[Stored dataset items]
□ □ □ □
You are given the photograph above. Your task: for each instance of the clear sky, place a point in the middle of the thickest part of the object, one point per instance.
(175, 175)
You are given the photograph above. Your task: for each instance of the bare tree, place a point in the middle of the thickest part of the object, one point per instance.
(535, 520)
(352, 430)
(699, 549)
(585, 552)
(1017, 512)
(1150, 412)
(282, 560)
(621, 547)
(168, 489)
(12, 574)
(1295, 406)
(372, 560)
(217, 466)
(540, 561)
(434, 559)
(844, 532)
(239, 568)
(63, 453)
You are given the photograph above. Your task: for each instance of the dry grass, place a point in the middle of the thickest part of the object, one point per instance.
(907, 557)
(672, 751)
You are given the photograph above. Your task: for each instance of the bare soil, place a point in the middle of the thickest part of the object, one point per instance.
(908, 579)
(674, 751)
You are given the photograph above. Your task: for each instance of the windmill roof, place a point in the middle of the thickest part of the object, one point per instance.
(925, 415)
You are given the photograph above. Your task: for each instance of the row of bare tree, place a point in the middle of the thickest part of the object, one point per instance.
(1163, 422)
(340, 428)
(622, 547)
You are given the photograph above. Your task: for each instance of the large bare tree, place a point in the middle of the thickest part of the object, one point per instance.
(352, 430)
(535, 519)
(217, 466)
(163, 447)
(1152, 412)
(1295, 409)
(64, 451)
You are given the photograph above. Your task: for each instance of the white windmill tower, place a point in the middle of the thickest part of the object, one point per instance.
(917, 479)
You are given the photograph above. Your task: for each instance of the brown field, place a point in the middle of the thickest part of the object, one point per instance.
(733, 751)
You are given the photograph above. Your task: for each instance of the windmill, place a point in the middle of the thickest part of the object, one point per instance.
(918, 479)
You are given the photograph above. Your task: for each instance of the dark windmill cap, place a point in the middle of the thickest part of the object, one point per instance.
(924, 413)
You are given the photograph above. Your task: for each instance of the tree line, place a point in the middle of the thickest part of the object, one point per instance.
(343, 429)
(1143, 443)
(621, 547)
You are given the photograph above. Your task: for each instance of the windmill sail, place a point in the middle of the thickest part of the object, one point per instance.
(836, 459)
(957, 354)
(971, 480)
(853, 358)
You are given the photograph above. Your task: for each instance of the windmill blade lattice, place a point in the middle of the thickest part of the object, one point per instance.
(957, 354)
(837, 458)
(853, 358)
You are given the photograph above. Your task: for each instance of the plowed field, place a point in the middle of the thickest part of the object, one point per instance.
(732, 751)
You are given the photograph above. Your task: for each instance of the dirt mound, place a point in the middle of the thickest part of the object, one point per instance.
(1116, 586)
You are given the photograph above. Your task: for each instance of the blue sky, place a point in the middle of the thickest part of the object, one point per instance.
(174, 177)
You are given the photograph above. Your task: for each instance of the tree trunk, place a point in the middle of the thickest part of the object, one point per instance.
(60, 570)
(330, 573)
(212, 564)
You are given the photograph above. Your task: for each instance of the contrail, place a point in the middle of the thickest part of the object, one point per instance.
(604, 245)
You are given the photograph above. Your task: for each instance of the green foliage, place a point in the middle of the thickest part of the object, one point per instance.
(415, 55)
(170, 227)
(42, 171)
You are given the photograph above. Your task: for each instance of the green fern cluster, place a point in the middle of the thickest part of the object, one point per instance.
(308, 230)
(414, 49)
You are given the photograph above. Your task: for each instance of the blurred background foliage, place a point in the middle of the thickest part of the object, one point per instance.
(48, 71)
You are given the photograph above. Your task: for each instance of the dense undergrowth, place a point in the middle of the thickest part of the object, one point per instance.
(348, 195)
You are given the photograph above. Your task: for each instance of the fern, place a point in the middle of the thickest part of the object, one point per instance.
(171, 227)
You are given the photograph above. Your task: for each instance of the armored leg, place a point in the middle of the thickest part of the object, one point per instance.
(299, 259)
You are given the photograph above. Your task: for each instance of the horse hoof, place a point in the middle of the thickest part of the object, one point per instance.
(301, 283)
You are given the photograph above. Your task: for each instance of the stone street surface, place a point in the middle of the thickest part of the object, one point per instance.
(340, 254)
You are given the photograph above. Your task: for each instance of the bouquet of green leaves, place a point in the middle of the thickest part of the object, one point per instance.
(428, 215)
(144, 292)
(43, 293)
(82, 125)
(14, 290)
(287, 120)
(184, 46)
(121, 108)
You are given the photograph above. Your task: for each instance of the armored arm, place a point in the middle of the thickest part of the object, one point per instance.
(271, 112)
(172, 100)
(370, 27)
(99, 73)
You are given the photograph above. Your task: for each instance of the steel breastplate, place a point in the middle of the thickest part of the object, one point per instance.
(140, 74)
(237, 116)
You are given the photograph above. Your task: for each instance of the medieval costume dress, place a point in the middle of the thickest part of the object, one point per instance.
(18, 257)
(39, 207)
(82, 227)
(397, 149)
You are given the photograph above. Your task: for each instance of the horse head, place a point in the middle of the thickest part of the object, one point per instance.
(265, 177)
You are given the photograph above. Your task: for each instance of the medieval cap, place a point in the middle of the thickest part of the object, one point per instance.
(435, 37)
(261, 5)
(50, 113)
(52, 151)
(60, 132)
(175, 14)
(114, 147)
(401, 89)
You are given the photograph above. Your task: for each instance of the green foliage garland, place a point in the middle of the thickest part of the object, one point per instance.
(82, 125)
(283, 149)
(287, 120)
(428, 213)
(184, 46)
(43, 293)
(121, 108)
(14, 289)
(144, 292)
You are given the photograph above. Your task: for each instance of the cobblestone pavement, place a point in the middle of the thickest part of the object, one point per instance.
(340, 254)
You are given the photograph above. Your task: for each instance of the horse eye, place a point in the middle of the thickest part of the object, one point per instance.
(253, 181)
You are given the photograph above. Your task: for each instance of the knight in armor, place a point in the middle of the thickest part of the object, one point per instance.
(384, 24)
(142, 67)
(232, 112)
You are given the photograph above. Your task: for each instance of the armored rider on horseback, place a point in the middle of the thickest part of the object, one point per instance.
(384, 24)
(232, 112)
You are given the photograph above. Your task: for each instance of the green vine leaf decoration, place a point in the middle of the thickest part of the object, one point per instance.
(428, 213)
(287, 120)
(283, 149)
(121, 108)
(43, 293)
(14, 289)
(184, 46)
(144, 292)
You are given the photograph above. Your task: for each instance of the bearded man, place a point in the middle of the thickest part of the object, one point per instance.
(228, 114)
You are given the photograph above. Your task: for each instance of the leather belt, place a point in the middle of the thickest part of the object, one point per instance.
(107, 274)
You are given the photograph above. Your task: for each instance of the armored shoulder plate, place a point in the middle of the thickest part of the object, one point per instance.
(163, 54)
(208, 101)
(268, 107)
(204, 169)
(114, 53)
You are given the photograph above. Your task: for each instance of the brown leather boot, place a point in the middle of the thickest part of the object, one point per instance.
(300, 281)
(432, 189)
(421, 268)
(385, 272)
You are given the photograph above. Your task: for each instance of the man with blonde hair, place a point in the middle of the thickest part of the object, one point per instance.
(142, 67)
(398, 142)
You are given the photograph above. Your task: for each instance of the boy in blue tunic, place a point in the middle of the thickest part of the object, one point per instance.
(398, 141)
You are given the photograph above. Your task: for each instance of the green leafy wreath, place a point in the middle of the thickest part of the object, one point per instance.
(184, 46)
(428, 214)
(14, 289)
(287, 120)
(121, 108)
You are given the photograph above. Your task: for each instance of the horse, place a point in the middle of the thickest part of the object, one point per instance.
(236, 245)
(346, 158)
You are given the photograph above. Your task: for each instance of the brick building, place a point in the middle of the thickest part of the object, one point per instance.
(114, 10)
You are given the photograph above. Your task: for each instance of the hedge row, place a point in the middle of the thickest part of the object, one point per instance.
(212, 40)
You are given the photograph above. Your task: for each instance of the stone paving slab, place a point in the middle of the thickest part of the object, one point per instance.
□ □ □ □
■ The problem: Each record above must be given again exactly.

■ Result of the task:
You are given the photograph above. Your task: for each instance of the clear sky, place a point in the middle of the thickest part of the object, one point per instance.
(175, 175)
You are given the photograph above. Your task: for each instance of the bare tree, place a point in the middle of the thickest part of the object, one point per instance.
(535, 520)
(352, 430)
(699, 549)
(585, 552)
(1017, 512)
(1150, 412)
(282, 560)
(621, 547)
(168, 489)
(12, 574)
(1295, 406)
(372, 560)
(217, 466)
(540, 561)
(434, 559)
(844, 532)
(239, 568)
(63, 453)
You are given the photograph above. Your task: for each instance of the dry grass, place a point in the middle of the thickest part of the object, one point per instance.
(907, 557)
(672, 751)
You are given the photograph above. Your task: for each instance of the bare soil, place a point in the middle of the thickest part of the object, one point per instance.
(908, 579)
(674, 751)
You are given the photograph above. Your task: for each instance of the windmill roof, place a point in the middle of the thickest part of the object, one point per instance.
(925, 415)
You are given the photograph above. Your task: for each instance of the row of bare tree, place a point in the middle of the thickest part of the object, one point per instance.
(1163, 422)
(340, 428)
(622, 547)
You are given the photograph above. Your task: for each instance of the large bare tree, place a point in the middle of the thickest part of the object, one point per instance.
(352, 430)
(535, 519)
(217, 466)
(163, 447)
(1152, 412)
(1295, 409)
(64, 451)
You are given the photograph above. Your task: for each instance of the white windmill tower, place a point in the middle of the thickest part of the object, one point per instance.
(917, 479)
You are given the photograph above. Your task: for each instance of the brown field, place a point in the middle of the thickest part of the object, one point per instance.
(733, 751)
You are given the photograph above. Your task: for each instance of the windmill, place a point in the middle of the thickest part of the object, one point per instance.
(918, 479)
You are given the photograph above. Your task: for each instance of the dark windmill cap, place a point in the middle of the thickest part of the object, one point per instance.
(924, 413)
You are given the photograph above. Your task: for each instance of the tree line, place a point in the middle of the thickest part of the object, one point per instance.
(343, 429)
(1143, 443)
(621, 547)
You are given the photograph above. Your task: for each instance of the windmill sail, place a point in the middle of the thickest part of the object, one point per instance.
(836, 459)
(957, 354)
(971, 480)
(853, 358)
You are given the photograph above. Your task: for each instance of the windmill blade lattice, place a point in the middle of the thickest part of the object, one point per instance.
(957, 354)
(837, 458)
(853, 358)
You are given the photograph above. Your task: for each instance of the plowed field, place a point in the middle of the thickest part of the object, one point per instance.
(732, 751)
You are given the photograph above. Your task: for each instance of the dirt mound, place a point in the middle of the thickest part of the object, one point per instance.
(1116, 586)
You are given the photograph above. Your task: for each instance of the blue sky, place a point in the middle of the thickest part of the object, one point per instance.
(174, 177)
You are given the photograph above. Your task: for each instance of the tree trunk, place a point in the middle of the thickest part of the object, one point per instance.
(60, 570)
(330, 573)
(212, 564)
You are given the photograph above. Your task: for each instance of the contrail, place a point in the middle of the thickest part of the object, one point per instance.
(604, 245)
You are given the photograph above. Your task: for each instance of the green foliage, place a point in the middle of the thickest part of the object, one point per instance.
(415, 55)
(170, 227)
(42, 171)
You are given the photograph above. Your task: for each instance of the green fern cluster, place a point in the middle of the thickest part of the object, one point per instance.
(308, 230)
(414, 49)
You are given the photograph above. Your task: for each instance of the blurred background foliage, place a point in the middle of the thickest part of the object, one point per instance.
(48, 71)
You are given the photograph above. Your task: for each instance of the dense undergrowth, place a point in the middle of the thickest part of the object, one point per instance.
(348, 195)
You are given the photograph above. Your task: for each instance of the fern, place a point in the middle of the thickest part of the object, one point per instance.
(171, 227)
You are given the photograph above. Your task: for each instance of the armored leg, place a point in the middle of the thickest part of the object, one point per instance.
(299, 259)
You are given the photograph above. Your task: for each instance of the horse hoof, place a point in the middle of the thickest part of the object, one point per instance.
(301, 283)
You are given the photograph above. Your task: for each instance of the stone street surface, place a point in the middle of the thickest part of the object, one point per instance.
(340, 254)
You are given the photograph above. Your task: for each instance of the bouquet of green leaves, place a point in the middle of the thickest part of the object, one point per instance.
(428, 215)
(144, 292)
(43, 293)
(82, 125)
(14, 290)
(287, 120)
(184, 46)
(121, 108)
You are given the photograph above. Your task: for each instance of the armored arm, place a point in the middle of the thickest part of the object, one point per instance.
(271, 112)
(172, 100)
(370, 27)
(99, 73)
You are given the photograph above. Your task: for each instance of the steel breastplate, place a point in the middle of the thickest part of the object, one point per instance.
(140, 74)
(237, 116)
You are given the photograph above. Your task: for each instance of the medieval costume dress, place a point in the middle of the thickest part of the object, one point per instance.
(18, 257)
(39, 207)
(82, 227)
(397, 149)
You are given the photograph above. Your task: for each instance of the horse head, place a point in the middle of the thickest part of the object, one point per instance.
(265, 177)
You are given the photograph above. Your task: for each instance of the medieval cap, place a point in the middle of the thickest part of the object, one point per instance.
(435, 37)
(261, 5)
(50, 113)
(52, 151)
(60, 132)
(175, 14)
(114, 147)
(401, 89)
You are given the photograph above. Your task: for each instance of the green foliage garland, place a point in the middle of the thickest part of the object, one point per instance.
(82, 125)
(283, 149)
(287, 120)
(428, 213)
(184, 46)
(43, 293)
(121, 108)
(14, 289)
(144, 292)
You are given the photograph above. Your task: for each instance of the cobblestone pavement, place a point in the middle of the thickest part of the object, one point per instance.
(340, 254)
You are given the photograph above. Your task: for each instance of the horse eye, place a point in the middle of the thickest part of the object, one point per instance.
(253, 181)
You are given the photograph above. Your task: for each instance of the knight in armor, place a point in the middle of the thickest part of the object, one point per instance.
(384, 24)
(142, 67)
(232, 112)
You are given the photograph above. Your task: for each instance of the armored rider on horseback, place a point in the middle of the thickest part of the object, one point per instance.
(384, 24)
(232, 112)
You are given the photograph above. Your task: for each instance of the green vine leaf decoration, place a point in the middle of the thickest part of the object, one point per instance.
(428, 213)
(287, 120)
(283, 149)
(121, 108)
(43, 293)
(14, 289)
(184, 46)
(144, 292)
You are given the photograph above. Your task: for each instance of the bearded man, place a point in the middle of the thickest part of the object, one point per instance.
(228, 114)
You are given the photograph above. Your task: for each instance of the leather belt, place a point in the middle of the thickest part of the object, one point per instance.
(107, 274)
You are given the photograph above. Your task: for each instance of the armored shoulder plate, place a point in the middle of the thickest part of the object, one point per instance.
(163, 54)
(208, 101)
(268, 107)
(204, 169)
(114, 53)
You are given the photograph above. Your task: for each instance of the brown leather boot, place a point in the middle of the thickest part of the object, one point per instance.
(300, 281)
(432, 189)
(421, 268)
(385, 272)
You are given the photograph above. Your task: for each instance of the man with blonde hair, place a point in the middle of the thickest part of the object, one point per instance.
(142, 67)
(398, 142)
You are given the photograph above. Your task: for each instance of the boy in blue tunic, place a point in the middle of the thickest part of the object, one point per instance.
(398, 141)
You are given the photograph above. Your task: for each instance of the green leafy wreath, place a point in the middle of the thickest part of the object, one point per instance.
(184, 46)
(428, 214)
(14, 289)
(287, 120)
(121, 108)
You are given the photograph above. Your task: for each instance of the horse, place a point in the middle of the thickest part of the object, one point per instance.
(236, 245)
(346, 158)
You are given the photograph above. Your task: for each instance of the brick building, place a point in the middle of the thickest part of the object, one point per instance.
(114, 10)
You are given the photograph above. Your task: for each instance of the hedge row, place a point in the middle of the thickest part of the object, one point per instance.
(212, 40)
You are given the photograph above. Your task: for each instance of the stone paving slab, place a point in the middle of the thickest part of the object, one point per instance.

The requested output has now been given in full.